Items from a dataset
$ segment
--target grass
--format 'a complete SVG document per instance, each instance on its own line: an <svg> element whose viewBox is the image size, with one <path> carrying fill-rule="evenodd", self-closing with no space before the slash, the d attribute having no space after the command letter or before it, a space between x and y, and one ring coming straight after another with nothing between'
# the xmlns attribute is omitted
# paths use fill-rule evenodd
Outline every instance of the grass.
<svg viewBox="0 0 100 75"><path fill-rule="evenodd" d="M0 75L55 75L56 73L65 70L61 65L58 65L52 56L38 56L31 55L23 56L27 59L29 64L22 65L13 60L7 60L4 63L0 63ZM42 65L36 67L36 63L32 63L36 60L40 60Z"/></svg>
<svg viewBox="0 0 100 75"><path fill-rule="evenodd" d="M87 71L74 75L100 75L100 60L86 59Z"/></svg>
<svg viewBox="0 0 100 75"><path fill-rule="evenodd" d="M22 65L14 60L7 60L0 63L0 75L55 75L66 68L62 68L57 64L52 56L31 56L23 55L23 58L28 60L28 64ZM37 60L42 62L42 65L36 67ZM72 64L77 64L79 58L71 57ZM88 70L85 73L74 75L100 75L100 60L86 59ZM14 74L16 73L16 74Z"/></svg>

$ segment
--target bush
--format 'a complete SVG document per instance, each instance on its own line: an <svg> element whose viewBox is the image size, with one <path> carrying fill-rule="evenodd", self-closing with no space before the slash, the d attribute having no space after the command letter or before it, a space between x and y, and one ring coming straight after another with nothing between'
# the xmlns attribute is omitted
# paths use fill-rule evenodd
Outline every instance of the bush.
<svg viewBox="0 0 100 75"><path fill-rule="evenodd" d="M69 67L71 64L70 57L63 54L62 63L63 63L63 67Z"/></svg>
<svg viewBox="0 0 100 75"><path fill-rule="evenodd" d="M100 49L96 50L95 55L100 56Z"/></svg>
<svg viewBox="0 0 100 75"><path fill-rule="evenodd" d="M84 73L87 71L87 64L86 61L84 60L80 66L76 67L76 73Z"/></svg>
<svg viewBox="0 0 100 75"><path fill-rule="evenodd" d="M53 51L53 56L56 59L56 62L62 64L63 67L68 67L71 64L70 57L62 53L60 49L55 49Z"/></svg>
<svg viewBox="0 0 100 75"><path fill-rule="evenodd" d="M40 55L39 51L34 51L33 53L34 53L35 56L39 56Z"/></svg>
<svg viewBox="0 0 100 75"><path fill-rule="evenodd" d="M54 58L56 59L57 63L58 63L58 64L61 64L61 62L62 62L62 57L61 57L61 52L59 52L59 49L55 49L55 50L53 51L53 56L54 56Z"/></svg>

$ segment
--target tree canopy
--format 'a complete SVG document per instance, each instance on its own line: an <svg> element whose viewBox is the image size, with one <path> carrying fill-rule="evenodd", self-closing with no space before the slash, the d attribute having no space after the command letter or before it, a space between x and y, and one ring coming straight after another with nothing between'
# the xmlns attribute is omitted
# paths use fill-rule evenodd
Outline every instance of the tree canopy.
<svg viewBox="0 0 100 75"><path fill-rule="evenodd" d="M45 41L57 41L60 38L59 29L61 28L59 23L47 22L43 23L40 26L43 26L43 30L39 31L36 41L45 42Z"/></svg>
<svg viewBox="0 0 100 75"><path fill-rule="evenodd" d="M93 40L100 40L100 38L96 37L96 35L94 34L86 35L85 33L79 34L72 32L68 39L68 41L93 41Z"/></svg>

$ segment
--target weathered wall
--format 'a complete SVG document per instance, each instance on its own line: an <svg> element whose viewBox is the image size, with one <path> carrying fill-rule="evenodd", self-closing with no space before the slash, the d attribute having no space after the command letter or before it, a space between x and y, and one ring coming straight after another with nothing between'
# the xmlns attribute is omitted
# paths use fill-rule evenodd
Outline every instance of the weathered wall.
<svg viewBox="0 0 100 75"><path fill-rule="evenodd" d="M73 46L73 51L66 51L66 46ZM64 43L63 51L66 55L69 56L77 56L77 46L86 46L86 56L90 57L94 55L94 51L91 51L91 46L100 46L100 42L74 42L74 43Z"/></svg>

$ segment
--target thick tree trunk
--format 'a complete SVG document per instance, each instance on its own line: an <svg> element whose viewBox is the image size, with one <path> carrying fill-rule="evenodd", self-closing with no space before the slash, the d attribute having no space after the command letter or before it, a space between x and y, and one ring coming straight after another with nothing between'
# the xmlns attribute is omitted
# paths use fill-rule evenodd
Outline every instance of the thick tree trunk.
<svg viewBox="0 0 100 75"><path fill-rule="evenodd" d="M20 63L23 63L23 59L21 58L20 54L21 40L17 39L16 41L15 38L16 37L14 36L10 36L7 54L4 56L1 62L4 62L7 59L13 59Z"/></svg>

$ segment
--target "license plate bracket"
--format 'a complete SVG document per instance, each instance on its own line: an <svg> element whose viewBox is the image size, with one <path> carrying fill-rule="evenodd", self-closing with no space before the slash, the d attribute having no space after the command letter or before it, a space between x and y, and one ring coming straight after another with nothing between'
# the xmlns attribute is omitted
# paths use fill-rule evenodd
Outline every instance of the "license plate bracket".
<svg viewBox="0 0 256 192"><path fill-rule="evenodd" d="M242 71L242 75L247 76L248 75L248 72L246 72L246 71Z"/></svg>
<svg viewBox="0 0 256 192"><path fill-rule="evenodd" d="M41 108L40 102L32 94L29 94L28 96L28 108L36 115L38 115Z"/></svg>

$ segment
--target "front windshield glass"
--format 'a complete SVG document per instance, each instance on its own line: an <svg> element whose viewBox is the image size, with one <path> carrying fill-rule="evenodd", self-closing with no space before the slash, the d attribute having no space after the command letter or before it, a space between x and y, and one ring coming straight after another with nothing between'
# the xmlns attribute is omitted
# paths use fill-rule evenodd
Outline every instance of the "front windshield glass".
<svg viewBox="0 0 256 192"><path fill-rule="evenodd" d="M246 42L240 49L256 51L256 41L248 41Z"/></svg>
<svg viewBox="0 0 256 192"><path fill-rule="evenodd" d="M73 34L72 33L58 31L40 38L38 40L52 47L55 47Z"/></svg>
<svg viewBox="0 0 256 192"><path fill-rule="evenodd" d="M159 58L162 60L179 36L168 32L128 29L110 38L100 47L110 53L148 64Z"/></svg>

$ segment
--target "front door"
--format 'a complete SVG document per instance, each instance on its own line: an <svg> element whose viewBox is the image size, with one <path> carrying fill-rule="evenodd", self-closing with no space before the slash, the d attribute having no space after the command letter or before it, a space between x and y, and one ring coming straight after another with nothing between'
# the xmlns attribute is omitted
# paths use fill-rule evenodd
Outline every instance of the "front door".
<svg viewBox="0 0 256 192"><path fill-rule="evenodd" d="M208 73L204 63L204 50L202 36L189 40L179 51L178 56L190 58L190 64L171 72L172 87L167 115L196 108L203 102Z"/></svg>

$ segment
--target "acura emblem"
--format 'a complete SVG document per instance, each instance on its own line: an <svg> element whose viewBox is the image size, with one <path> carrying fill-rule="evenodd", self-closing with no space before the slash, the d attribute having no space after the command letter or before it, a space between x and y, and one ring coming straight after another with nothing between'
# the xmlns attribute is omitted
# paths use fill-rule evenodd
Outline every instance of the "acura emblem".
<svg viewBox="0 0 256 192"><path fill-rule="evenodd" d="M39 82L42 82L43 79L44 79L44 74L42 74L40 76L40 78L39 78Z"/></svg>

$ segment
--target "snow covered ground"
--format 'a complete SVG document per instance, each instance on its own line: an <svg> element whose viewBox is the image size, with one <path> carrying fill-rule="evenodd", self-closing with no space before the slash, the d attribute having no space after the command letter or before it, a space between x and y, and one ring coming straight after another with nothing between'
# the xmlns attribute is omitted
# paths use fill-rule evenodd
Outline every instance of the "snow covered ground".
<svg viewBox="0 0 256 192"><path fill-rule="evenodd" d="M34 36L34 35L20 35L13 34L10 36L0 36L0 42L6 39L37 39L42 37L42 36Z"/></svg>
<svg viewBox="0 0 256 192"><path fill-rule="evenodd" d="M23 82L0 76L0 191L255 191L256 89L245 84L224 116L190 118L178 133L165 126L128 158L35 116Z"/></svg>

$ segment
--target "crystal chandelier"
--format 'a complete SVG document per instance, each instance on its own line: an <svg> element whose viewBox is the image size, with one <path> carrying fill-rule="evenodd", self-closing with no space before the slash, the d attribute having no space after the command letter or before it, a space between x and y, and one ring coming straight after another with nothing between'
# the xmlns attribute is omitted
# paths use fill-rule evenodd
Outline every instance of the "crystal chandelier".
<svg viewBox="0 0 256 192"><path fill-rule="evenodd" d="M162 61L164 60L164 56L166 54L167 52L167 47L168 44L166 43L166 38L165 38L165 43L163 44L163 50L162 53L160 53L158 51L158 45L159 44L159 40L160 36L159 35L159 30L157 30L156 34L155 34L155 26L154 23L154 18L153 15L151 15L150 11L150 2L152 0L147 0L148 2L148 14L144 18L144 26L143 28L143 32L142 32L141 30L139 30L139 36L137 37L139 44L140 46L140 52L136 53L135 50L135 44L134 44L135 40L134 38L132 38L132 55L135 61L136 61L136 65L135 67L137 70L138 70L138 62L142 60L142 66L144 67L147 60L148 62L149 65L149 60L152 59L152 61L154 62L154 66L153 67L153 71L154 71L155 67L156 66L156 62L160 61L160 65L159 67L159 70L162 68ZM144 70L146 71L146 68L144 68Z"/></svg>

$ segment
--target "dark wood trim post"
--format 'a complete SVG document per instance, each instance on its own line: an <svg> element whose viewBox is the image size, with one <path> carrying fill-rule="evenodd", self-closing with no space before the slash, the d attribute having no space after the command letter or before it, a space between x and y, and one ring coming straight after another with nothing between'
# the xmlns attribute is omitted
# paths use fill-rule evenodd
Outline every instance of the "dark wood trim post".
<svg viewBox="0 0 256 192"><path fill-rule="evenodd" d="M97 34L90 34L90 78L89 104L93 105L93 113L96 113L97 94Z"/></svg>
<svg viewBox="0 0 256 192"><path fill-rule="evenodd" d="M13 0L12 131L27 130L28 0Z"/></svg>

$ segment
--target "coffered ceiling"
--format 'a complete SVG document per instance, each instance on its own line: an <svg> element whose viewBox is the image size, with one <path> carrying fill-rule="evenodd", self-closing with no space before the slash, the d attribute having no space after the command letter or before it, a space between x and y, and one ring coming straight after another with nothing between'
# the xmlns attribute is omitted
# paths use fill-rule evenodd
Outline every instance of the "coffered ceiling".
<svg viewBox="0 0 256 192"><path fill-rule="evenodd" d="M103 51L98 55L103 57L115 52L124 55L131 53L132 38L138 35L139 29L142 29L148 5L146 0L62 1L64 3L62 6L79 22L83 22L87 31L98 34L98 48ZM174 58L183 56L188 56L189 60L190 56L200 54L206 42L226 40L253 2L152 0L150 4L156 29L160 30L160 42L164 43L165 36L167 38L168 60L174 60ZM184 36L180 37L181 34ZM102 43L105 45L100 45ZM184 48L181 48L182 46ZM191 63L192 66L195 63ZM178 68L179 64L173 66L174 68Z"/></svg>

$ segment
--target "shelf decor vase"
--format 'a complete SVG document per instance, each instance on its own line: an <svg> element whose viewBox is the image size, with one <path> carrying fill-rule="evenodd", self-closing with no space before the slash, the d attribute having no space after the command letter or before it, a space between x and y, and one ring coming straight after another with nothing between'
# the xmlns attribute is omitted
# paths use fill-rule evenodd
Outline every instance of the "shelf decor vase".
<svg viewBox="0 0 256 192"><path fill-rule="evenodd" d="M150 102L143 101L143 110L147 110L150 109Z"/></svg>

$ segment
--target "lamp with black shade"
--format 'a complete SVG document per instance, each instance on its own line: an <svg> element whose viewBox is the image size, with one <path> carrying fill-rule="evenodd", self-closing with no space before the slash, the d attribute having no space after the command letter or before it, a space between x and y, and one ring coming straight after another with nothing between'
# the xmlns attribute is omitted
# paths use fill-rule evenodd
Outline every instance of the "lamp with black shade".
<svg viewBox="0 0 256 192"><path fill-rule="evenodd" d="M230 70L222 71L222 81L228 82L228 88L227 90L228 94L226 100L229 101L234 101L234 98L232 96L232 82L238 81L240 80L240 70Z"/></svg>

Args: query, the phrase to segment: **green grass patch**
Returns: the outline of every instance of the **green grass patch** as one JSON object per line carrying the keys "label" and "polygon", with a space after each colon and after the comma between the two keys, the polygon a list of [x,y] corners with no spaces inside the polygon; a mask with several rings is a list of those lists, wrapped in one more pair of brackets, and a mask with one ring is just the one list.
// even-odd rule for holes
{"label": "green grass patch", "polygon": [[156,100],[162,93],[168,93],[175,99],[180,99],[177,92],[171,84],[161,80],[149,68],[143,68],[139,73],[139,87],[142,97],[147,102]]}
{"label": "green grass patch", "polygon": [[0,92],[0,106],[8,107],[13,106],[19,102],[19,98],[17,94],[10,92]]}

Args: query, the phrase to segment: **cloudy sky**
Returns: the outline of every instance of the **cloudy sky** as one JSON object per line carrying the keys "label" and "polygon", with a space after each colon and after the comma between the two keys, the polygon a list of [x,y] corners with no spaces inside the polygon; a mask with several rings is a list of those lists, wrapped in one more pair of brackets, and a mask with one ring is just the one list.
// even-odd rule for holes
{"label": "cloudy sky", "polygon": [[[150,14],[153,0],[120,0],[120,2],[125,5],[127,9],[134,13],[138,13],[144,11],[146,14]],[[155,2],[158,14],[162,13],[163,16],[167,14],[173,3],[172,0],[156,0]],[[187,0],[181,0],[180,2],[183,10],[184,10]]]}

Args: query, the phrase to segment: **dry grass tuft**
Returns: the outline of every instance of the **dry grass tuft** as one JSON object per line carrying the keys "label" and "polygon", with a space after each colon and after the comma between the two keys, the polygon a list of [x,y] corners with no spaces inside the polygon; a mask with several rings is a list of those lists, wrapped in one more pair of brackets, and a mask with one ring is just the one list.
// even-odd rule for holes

## Short problem
Could you rewrite everything from the start of the lines down to the line containing "71L74 75L100 75L100", swapping "grass" for "lawn" and leaving all else unchanged?

## Written answer
$ segment
--target lawn
--format 'a complete SVG document per instance, each instance on its own line: an <svg> element whose viewBox is the image size, with one <path> carrying fill-rule="evenodd", self-closing with no space before the slash, the d attribute having no space after the command letter or before it, a space between x and y, and one ring coming straight after another with nothing between'
# the xmlns attribute is omitted
# paths use fill-rule evenodd
Outline every instance of the lawn.
<svg viewBox="0 0 100 75"><path fill-rule="evenodd" d="M0 75L55 75L56 73L65 70L61 65L58 65L52 56L38 56L31 55L23 56L27 59L29 64L22 65L13 60L7 60L4 63L0 63ZM42 65L36 67L36 63L32 63L36 60L40 60Z"/></svg>
<svg viewBox="0 0 100 75"><path fill-rule="evenodd" d="M87 71L74 75L100 75L100 60L86 59Z"/></svg>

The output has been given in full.